* STATED EXERCISE *
Each line of the material must be returned exactly.

##### THE RECORDS #####

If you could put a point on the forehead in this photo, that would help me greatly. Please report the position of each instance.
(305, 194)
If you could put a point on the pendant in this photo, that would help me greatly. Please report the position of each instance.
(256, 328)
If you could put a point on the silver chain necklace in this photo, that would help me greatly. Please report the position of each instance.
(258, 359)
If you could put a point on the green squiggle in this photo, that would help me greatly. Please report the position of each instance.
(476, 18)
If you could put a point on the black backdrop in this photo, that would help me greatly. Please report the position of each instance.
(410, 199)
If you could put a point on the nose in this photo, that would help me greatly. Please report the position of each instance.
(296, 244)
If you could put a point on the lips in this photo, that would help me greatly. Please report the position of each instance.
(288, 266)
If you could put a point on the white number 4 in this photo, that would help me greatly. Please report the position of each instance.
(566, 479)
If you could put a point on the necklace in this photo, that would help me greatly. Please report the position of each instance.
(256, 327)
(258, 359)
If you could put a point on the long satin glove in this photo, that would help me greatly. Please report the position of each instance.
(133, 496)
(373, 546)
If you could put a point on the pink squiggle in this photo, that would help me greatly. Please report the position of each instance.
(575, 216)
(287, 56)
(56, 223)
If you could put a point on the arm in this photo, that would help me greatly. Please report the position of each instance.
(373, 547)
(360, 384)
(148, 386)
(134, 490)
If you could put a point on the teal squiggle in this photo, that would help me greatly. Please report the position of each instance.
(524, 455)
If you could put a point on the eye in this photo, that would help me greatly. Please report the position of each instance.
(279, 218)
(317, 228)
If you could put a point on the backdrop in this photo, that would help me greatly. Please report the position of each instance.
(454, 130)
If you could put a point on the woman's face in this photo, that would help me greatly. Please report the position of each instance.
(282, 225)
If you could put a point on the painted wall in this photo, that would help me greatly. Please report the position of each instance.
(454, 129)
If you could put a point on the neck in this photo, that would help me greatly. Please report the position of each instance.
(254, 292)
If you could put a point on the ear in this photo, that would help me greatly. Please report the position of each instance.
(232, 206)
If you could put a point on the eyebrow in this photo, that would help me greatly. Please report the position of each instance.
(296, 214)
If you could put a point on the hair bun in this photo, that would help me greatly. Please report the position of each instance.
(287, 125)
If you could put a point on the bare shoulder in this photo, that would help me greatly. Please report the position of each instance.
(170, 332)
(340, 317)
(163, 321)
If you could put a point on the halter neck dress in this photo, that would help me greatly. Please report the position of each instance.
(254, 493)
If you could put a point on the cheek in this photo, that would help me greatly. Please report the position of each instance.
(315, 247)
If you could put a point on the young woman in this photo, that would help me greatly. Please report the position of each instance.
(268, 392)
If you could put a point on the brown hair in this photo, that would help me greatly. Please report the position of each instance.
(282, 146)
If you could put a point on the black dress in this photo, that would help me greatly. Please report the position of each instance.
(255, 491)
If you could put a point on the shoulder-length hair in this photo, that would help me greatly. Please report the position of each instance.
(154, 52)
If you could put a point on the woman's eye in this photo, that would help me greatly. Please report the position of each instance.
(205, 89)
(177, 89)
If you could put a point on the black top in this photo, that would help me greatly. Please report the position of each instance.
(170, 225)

#####

* RESULT FOR THIS EXERCISE *
If you could put a point on the forehead in this photo, that would help me greatly. Please report the position of each instance.
(305, 194)
If you could put a point on the pendant in this photo, that would help me greatly. Please report the position of each instance.
(256, 328)
If you could put a point on the silver chain necklace in this photo, that would help me greatly. Please report the position of each instance.
(258, 359)
If you could put a point on the green squiggle in this photo, that would help me greatly. Please report the position of each instance.
(476, 18)
If you could put a point on the black backdrop in this photo, that would help me greatly. Please report the position of each instance.
(410, 199)
If you could put a point on the nose in this photo, that would help me greatly. Please report the position of each instance.
(296, 244)
If you could put a point on the lips in this photo, that would help me greatly. Please report the position of each instance.
(288, 266)
If you could put a point on the white number 4 in this photo, that would help me greatly. Please report the position of each instance.
(566, 479)
If you could put a point on the necklace in this photo, that would help me greatly. Please report the position of each instance.
(256, 327)
(258, 359)
If you could put a point on the long satin glove in this photo, that would help me greatly. Please report the position of each instance.
(133, 496)
(373, 546)
If you could put a point on the pink squiggle in this photo, that would help me greatly. Please report the position of each instance.
(575, 216)
(287, 56)
(56, 223)
If you could put a point on the arm in this photo, that would help me greatly. Please report the position of each instance.
(373, 547)
(360, 384)
(148, 386)
(134, 490)
If you could put a point on the teal squiggle in this photo, that would help me greatly. Please report the position of each instance.
(524, 455)
If you could put a point on the eye in this photo, that would help me greatly. Please report the position of each instance.
(279, 218)
(317, 228)
If you could put a point on the backdrop in this photo, that would help me greatly. Please report the position of each instance.
(454, 130)
If you could put a point on the woman's face in this photo, that would help me greatly. Please report the position of each instance.
(282, 225)
If you could put a point on the painted wall in this photo, that would help me greatly. Please report the position of each instance.
(454, 129)
If you could put a point on the neck in this photo, that would help me greatly. Please report the position of each instance.
(254, 292)
If you could put a point on the ear in this photo, that would help me greatly. Please report the position of each instance.
(232, 206)
If you could put a point on the eyebrow in this photo, that would help me greatly. Please report the position of each instance.
(296, 214)
If you could put a point on the hair bun in this photo, that would help me greatly. Please report the position of each instance.
(287, 125)
If you could put a point on the bare shoulder in this photo, that would help me greatly. Please report the position of each instance.
(170, 332)
(340, 317)
(163, 321)
If you could put a point on the halter neck dress in this photo, that would help me greatly. Please report the position of each instance.
(254, 493)
If you could put a point on the cheek in this photo, that would help me greatly. Please report the position of each instance.
(315, 247)
If you could put a point on the young woman in this photo, that would help me greatly. Please report the position of each instance.
(268, 392)
If you could put a point on the brown hair in this photo, that would help me greatly. Please report the position of each instance.
(282, 146)
If you could put a point on the black dress in this photo, that would help me greatly. Please report the position of each instance.
(255, 491)
If you could put a point on the shoulder-length hair in this photo, that would help me greatly. Please report the position of each instance.
(154, 52)
If you could put a point on the woman's eye in this photo, that would help me greatly. Please report the position of each instance.
(205, 89)
(177, 89)
If you could put a point on the black top in this photo, that would help me greatly. Please report the position of each instance.
(170, 225)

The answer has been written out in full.